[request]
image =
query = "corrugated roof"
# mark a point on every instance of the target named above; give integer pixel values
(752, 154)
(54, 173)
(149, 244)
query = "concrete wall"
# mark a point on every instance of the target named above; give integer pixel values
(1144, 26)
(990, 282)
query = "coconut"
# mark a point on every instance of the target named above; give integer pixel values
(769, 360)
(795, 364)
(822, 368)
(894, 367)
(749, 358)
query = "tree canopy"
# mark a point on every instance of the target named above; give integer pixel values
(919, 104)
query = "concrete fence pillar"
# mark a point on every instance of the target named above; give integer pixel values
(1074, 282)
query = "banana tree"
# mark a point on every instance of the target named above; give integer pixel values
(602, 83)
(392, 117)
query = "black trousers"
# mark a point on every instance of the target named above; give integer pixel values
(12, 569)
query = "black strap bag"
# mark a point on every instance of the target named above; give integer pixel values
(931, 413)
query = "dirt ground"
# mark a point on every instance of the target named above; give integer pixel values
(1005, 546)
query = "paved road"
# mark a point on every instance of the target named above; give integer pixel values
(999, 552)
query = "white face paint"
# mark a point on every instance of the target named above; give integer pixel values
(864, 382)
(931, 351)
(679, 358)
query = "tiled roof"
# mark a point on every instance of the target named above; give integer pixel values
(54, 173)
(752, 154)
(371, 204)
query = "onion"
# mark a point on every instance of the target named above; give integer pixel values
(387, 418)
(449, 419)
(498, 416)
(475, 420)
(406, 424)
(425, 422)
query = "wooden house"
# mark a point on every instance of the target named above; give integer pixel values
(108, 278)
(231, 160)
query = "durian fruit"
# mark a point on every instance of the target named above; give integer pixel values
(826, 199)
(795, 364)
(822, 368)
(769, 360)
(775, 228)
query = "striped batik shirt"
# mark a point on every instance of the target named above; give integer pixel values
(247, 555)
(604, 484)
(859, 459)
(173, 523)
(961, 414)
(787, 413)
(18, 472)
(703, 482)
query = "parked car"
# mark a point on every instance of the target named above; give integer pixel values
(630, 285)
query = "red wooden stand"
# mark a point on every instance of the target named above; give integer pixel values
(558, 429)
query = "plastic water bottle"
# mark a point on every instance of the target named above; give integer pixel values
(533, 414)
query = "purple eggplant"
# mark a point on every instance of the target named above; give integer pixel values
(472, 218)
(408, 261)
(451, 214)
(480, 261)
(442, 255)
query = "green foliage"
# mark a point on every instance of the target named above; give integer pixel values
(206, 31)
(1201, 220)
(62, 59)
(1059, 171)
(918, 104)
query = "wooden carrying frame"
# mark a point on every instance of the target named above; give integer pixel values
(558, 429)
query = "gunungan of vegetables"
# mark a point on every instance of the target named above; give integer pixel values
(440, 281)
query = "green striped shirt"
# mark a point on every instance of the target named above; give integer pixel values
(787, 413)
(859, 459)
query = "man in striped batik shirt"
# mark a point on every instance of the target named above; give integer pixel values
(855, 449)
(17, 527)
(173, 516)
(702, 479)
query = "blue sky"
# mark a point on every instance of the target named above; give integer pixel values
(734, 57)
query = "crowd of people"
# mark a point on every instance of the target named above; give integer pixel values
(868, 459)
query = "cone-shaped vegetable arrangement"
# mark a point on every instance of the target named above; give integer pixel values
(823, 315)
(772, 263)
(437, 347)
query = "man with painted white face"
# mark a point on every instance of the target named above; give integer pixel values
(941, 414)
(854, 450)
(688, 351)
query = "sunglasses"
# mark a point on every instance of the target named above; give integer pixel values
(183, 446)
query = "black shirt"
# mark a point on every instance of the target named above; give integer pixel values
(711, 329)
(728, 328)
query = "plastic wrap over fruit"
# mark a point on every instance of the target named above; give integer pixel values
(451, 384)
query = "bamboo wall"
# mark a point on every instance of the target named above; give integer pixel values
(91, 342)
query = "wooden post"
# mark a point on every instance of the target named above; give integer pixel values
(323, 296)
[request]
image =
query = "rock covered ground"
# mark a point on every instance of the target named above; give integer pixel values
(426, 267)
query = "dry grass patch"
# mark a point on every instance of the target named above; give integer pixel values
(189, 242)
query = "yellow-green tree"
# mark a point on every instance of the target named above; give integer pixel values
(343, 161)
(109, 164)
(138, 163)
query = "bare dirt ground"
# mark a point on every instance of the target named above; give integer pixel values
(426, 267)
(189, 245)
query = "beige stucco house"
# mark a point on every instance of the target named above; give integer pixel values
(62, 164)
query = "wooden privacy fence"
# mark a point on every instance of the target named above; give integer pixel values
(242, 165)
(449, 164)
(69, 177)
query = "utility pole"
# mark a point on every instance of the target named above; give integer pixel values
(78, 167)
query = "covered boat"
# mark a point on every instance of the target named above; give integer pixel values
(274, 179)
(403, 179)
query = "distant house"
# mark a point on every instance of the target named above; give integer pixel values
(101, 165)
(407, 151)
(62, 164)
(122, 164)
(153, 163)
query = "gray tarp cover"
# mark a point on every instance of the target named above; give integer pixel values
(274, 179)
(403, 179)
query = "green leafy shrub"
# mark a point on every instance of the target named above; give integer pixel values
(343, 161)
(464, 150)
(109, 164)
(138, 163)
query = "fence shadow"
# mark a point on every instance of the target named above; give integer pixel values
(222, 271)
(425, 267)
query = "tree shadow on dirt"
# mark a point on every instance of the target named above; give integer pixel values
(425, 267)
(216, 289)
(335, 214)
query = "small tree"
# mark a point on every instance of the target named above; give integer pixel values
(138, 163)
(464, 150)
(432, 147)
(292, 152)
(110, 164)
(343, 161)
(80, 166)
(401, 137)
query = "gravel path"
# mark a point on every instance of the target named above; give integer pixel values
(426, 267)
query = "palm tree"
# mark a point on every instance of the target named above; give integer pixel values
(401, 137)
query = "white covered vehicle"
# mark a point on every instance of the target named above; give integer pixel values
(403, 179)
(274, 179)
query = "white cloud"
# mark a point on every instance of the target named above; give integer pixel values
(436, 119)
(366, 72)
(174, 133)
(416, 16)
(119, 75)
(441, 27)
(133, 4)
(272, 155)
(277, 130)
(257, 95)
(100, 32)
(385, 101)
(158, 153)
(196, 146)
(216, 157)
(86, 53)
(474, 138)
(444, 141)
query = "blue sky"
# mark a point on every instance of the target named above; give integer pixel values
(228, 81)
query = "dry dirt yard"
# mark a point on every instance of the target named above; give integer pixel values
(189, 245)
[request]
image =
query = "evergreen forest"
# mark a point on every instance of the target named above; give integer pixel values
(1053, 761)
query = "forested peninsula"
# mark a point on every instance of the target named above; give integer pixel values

____

REQUIRED TASK: Each record above should be returned exactly as it appears.

SOLUTION FOR THIS EXERCISE:
[request]
image =
query = "corrugated roof"
# mark a point on every instance of the target named above; give integer pixel values
(752, 154)
(54, 173)
(149, 244)
query = "concrete wall"
# mark a point on every instance of the target named above; give integer pixel values
(1144, 26)
(990, 282)
query = "coconut"
# mark a point on every instance of the target named above; give integer pixel values
(769, 360)
(795, 364)
(822, 368)
(894, 367)
(749, 358)
query = "tree canopy"
# mark a point on every instance of the target named above; give integer pixel values
(919, 104)
query = "concrete fence pillar"
# mark a point on every instance of the target named above; give integer pixel values
(1074, 282)
query = "banana tree"
# mark a point on every instance of the target named above; give integer pixel values
(602, 83)
(392, 117)
query = "black trousers"
# mark a point on every instance of the target named above; give integer pixel values
(12, 569)
query = "black strap bag"
# mark a point on every instance of the target named above; give integer pixel values
(931, 413)
query = "dirt ground"
# mark a point on every instance of the target named above; give integer pixel values
(1005, 546)
query = "paved road"
# mark a point on every instance of the target named above; give integer pixel values
(999, 552)
query = "white face paint"
# mark a point on every instance of the target named above; give integer pixel values
(864, 382)
(931, 351)
(679, 358)
query = "tiled roof"
# mark a point on every instance of the target named above; give integer pixel values
(54, 173)
(752, 154)
(371, 204)
query = "onion"
# mark a point on every instance of the target named above; give integer pixel values
(387, 418)
(449, 419)
(498, 416)
(475, 420)
(406, 424)
(425, 422)
query = "wooden house"
# mark a point on every instance of the target named above; give integer pixel values
(108, 278)
(231, 160)
query = "durian fruit"
# mark a point on every instance of the target named above; give integer pixel values
(826, 199)
(795, 364)
(822, 368)
(769, 360)
(775, 228)
query = "striped batik shirt"
# mark a point on every instance of the target named above; give integer pixel values
(247, 555)
(604, 484)
(859, 459)
(173, 523)
(961, 414)
(787, 413)
(18, 472)
(703, 482)
query = "parked car"
# mark a point on every instance of the target named above; give integer pixel values
(630, 285)
query = "red wooden stand"
# mark a point on every instance of the target named above; give integer pixel values
(558, 429)
query = "plastic water bottle"
# mark a point on every instance of the target named above; give integer pixel values
(533, 414)
query = "purple eggplant"
# mark a point on every instance of the target named above; give integer pixel values
(472, 218)
(408, 261)
(451, 214)
(480, 261)
(442, 255)
query = "green foliage"
# mark a point on every instance of the target named above; give integer pixel values
(206, 31)
(1201, 220)
(62, 59)
(1059, 171)
(918, 104)
query = "wooden carrying frame"
# mark a point on every instance of the target named above; give integer pixel values
(558, 429)
query = "gunungan of vegetables"
# mark a point on every instance of the target named above; give integer pixel values
(440, 281)
query = "green striped shirt"
# mark a point on every instance of the target named above; give integer pixel values
(787, 413)
(859, 459)
query = "man in striped batik shirt"
# mark a point on every instance of the target named above; give integer pixel values
(855, 449)
(17, 527)
(173, 516)
(702, 479)
query = "blue sky"
# mark a point on every instance of the target named above; give integer pixel values
(734, 57)
query = "crowd of people"
# mark a point on every instance of the target named above; give integer pixel values
(868, 459)
query = "cone-shaped vegetable arrangement"
# mark a point on every instance of the target named above; give integer pixel values
(823, 315)
(772, 263)
(437, 347)
query = "man with painted white face"
# mark a point on every instance of the target named above; give integer pixel values
(941, 414)
(854, 450)
(688, 351)
query = "sunglasses"
# mark a point on every instance of the target named above; give integer pixel values
(183, 446)
query = "black shirt"
# mark a point on every instance of the target named above; give integer pixel values
(711, 329)
(728, 328)
query = "plastic wrap over fruit"
# mark a point on every instance of the target named above; give integer pixel values
(451, 384)
query = "bamboo wall"
# mark a point on every instance of the target named above; give integer pixel values
(91, 342)
query = "wooden post"
# mark a point on every instance of the target named above; give integer pixel values
(323, 296)
[request]
image =
query = "rock covered ground"
# mark a point on every instance of the target named above; give integer pixel values
(426, 267)
query = "dry grass patch"
# mark a point on every instance of the target named above; give integer pixel values
(189, 242)
query = "yellow-green tree"
# mark a point on every instance of the target named above; give integer pixel values
(343, 161)
(109, 164)
(138, 163)
query = "bare dirt ground"
# mark a point on every instance of the target named above; give integer pixel values
(426, 267)
(189, 245)
query = "beige stucco house"
# mark a point on every instance of the target named above; give integer pixel values
(62, 164)
query = "wooden privacy fence"
# mark a point on every instance of the target named above; give integer pixel values
(242, 165)
(449, 164)
(69, 177)
query = "utility pole"
# mark a point on every instance of the target named above; give integer pixel values
(78, 167)
query = "covered boat"
# mark a point on every instance of the target named above; give integer pixel values
(274, 179)
(403, 179)
query = "distant house"
# mark a point on every instance of the target named above; give integer pixel values
(101, 165)
(407, 151)
(62, 164)
(122, 164)
(153, 163)
query = "gray tarp cover"
# mark a point on every instance of the target named above; give integer pixel values
(274, 179)
(403, 179)
query = "green leafy shrub"
# mark a point on every instance of the target named above; give integer pixel values
(343, 161)
(464, 150)
(109, 164)
(138, 163)
query = "fence shadow"
# mark a point on every instance of the target named above; give integer pixel values
(222, 271)
(425, 267)
query = "tree shadow on dirt"
# mark a point on every instance of the target named above; give integer pixel values
(425, 267)
(216, 289)
(335, 214)
query = "small tree"
# mark a point on every instance of the target named above; give integer pixel values
(138, 163)
(464, 150)
(432, 147)
(292, 152)
(110, 164)
(343, 161)
(80, 166)
(401, 137)
query = "gravel path"
# mark a point on every instance of the target named above; give integer pixel values
(426, 267)
query = "palm tree"
# mark a point on every instance of the target named above; give integer pixel values
(401, 137)
query = "white covered vehicle"
# mark a point on every instance of the target named above; give integer pixel values
(403, 179)
(274, 179)
query = "white cloud"
# mark a point on every instance of the target named above; give integer pixel values
(436, 119)
(366, 72)
(174, 133)
(416, 16)
(119, 75)
(441, 27)
(133, 4)
(272, 155)
(277, 130)
(257, 95)
(100, 32)
(385, 101)
(158, 153)
(196, 146)
(216, 157)
(86, 53)
(474, 138)
(444, 141)
query = "blue sky"
# mark a point on every instance of the target named above; give integer pixel values
(228, 81)
query = "dry dirt yard"
# mark a point on every instance of the target named above; give integer pixel values
(189, 245)
[request]
image =
query = "evergreen forest"
# mark a point on every instance of the target named above; give integer pixel values
(1053, 761)
query = "forested peninsula"
# mark a point on every instance of the target named above; give integer pixel values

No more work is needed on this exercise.